THE TASK —
Copy the records below word for word, omitting the pictures.

Records from a pointing dataset:
........

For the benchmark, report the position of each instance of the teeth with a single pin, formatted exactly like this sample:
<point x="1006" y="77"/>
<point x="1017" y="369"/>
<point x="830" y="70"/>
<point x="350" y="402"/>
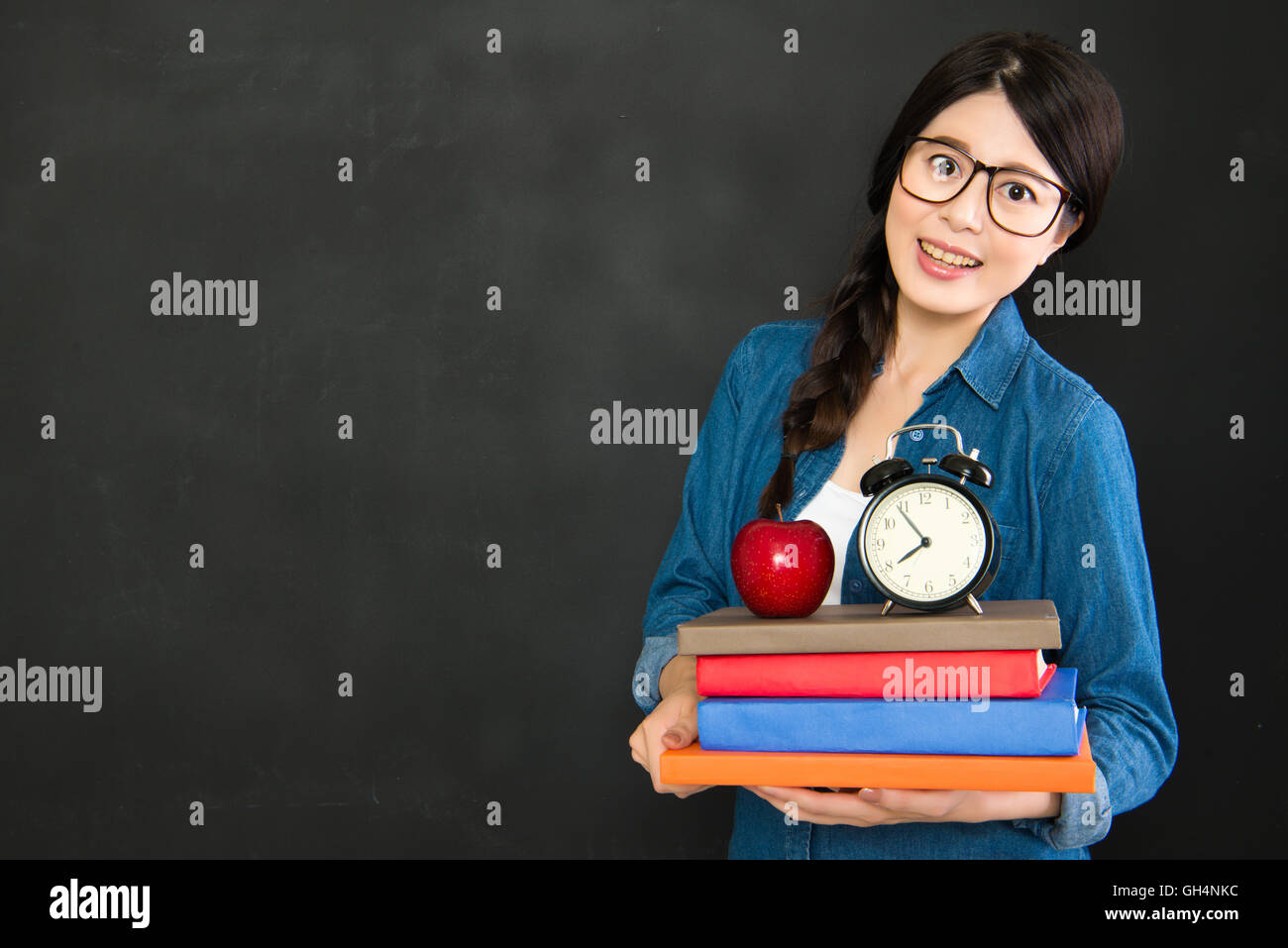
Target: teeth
<point x="953" y="260"/>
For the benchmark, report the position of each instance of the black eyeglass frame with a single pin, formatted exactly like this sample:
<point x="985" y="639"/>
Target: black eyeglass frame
<point x="1065" y="194"/>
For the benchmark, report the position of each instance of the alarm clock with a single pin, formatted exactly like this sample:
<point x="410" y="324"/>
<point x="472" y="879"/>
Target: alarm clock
<point x="925" y="540"/>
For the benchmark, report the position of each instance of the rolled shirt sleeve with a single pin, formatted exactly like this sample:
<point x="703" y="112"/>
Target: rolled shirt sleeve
<point x="1096" y="572"/>
<point x="695" y="572"/>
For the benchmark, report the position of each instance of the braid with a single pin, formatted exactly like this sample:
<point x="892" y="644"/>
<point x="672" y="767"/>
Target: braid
<point x="824" y="397"/>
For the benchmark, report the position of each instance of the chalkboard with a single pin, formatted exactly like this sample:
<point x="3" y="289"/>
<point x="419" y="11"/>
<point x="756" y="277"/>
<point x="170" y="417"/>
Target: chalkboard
<point x="338" y="535"/>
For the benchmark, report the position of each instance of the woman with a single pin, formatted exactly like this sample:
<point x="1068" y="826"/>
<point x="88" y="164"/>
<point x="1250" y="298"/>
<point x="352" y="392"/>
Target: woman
<point x="910" y="340"/>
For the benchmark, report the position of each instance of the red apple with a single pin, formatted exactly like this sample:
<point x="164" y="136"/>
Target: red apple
<point x="782" y="569"/>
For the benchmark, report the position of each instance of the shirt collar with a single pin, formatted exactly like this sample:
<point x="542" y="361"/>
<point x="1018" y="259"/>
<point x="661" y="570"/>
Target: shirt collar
<point x="993" y="356"/>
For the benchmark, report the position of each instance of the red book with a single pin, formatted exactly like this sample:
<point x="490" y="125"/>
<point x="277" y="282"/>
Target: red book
<point x="925" y="675"/>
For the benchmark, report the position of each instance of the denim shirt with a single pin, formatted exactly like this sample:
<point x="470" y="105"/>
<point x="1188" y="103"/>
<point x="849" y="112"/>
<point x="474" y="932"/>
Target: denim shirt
<point x="1064" y="500"/>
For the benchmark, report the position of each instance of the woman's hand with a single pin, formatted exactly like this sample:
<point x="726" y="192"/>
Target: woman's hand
<point x="872" y="806"/>
<point x="671" y="725"/>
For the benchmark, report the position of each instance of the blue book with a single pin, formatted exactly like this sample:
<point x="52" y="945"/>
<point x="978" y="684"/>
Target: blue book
<point x="1050" y="724"/>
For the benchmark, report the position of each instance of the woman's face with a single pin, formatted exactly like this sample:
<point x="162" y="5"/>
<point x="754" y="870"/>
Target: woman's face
<point x="992" y="133"/>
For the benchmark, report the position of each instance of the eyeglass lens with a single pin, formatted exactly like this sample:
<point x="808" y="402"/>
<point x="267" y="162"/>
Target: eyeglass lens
<point x="1019" y="201"/>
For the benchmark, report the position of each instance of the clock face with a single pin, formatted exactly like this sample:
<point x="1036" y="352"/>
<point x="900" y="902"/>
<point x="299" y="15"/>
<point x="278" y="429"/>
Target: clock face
<point x="925" y="541"/>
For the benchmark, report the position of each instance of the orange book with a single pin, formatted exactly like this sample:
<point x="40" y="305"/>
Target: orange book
<point x="1074" y="775"/>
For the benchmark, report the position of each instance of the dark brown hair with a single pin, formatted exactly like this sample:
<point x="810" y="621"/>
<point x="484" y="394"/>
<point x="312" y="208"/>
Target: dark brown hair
<point x="1073" y="116"/>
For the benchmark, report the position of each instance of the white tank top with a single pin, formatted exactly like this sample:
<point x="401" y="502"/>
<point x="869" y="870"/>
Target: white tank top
<point x="836" y="510"/>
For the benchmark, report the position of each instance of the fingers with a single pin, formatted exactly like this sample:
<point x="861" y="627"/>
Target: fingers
<point x="671" y="725"/>
<point x="825" y="809"/>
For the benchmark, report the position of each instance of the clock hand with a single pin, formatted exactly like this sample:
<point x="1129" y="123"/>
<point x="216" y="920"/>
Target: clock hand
<point x="910" y="522"/>
<point x="918" y="548"/>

........

CORRECT OUTPUT —
For the benchmark, report the position of each instance of the teeth with a single pin, formatted exactly like this sample:
<point x="1006" y="77"/>
<point x="1017" y="369"/>
<point x="830" y="70"/>
<point x="350" y="402"/>
Target: teeth
<point x="953" y="260"/>
For the benchmark, report the position of each instance of the black eyeglass frame with a single pin, formatted exactly like this sample:
<point x="985" y="639"/>
Target: black eyeglass frame
<point x="1065" y="194"/>
For the benchmark, report the position of each instance of the alarm clock with a single pin, formatted exactly like this sample:
<point x="410" y="324"/>
<point x="472" y="879"/>
Target: alarm clock
<point x="925" y="540"/>
For the benchmark, report the position of each instance of the rolled shirt sleeve with a single pin, formatted exactly like this sample:
<point x="703" y="112"/>
Target: rolled shirt sleeve
<point x="1096" y="572"/>
<point x="695" y="572"/>
For the benchmark, report the position of each instance of the braid with a single pin, formatted exactly like this sample:
<point x="892" y="644"/>
<point x="672" y="767"/>
Target: braid
<point x="824" y="397"/>
For the benchmark, report the position of each instance of the chalkboard with a single pin, formatted exactly like this sample:
<point x="3" y="289"/>
<point x="419" y="11"/>
<point x="756" y="277"/>
<point x="170" y="417"/>
Target: chalkboard
<point x="338" y="535"/>
For the benchmark, report the position of each instance of the woman with a single pin, formatted exactly like this sample:
<point x="1068" y="826"/>
<point x="88" y="164"/>
<point x="1250" y="298"/>
<point x="352" y="392"/>
Target: woman
<point x="910" y="340"/>
For the benchmark, report the position of each instance of the red apple with a single pin, formatted exactly like this sample:
<point x="164" y="136"/>
Target: red apple
<point x="782" y="569"/>
For the benchmark, report the position of each instance of the shirt collar with a single pin, formatted exactly like this sample:
<point x="542" y="361"/>
<point x="1018" y="259"/>
<point x="661" y="570"/>
Target: shirt collar
<point x="993" y="356"/>
For the benchmark, report the position of each instance of the red book with a single pin, formatted exactly like this sample:
<point x="490" y="125"/>
<point x="277" y="282"/>
Target: red book
<point x="925" y="675"/>
For the benchmark, report the position of each instance of the denim shirt with a single pin, formatted exactly like this sample:
<point x="470" y="105"/>
<point x="1188" y="103"/>
<point x="849" y="112"/>
<point x="474" y="932"/>
Target: denim shirt
<point x="1064" y="500"/>
For the benchmark, report the position of each instance of the woman's hand with a single pin, formatted exactly like this sample:
<point x="726" y="192"/>
Target: woman's hand
<point x="872" y="806"/>
<point x="671" y="725"/>
For the benchmark, report the position of each instance of the blue book with a single pin, formatted exactly like this sample:
<point x="52" y="945"/>
<point x="978" y="684"/>
Target: blue book
<point x="1050" y="724"/>
For the benchmark, report the position of each instance of the woman's face with a single pin, formatted exactly like this sample:
<point x="162" y="5"/>
<point x="754" y="870"/>
Target: woman's face
<point x="992" y="133"/>
For the benchmark, report the position of each instance of the eyeglass lens with a single pin, formatted exactly like this sample:
<point x="808" y="402"/>
<point x="267" y="162"/>
Target: eyeglass lens
<point x="1019" y="201"/>
For the benchmark, report the position of each instance of the clock face with a single pin, formatted exactly like this sample:
<point x="1036" y="352"/>
<point x="900" y="902"/>
<point x="299" y="15"/>
<point x="278" y="429"/>
Target: clock face
<point x="925" y="541"/>
For the benchmark, report the position of each instance of the orange book with a single pin, formatted exactly like this sample:
<point x="40" y="305"/>
Target: orange book
<point x="1074" y="775"/>
For the benchmark, report the position of each instance of the dark brown hair with a single pin, formatted exactly like this sample:
<point x="810" y="621"/>
<point x="484" y="394"/>
<point x="312" y="208"/>
Target: dark brown hair
<point x="1073" y="116"/>
For the benchmark, report the position of each instance of the white tank top with a single pin, formatted exactly like this sample:
<point x="401" y="502"/>
<point x="869" y="870"/>
Target: white tank top
<point x="836" y="510"/>
For the benchmark, report the position of each instance of the fingers with a single pin, formatted exactly like this sample:
<point x="861" y="627"/>
Target: fingers
<point x="671" y="725"/>
<point x="825" y="809"/>
For the benchmark, report the position of each instance of the clock hand with a single pin, formatted exactly like this sample:
<point x="1129" y="123"/>
<point x="216" y="920"/>
Target: clock hand
<point x="910" y="522"/>
<point x="918" y="548"/>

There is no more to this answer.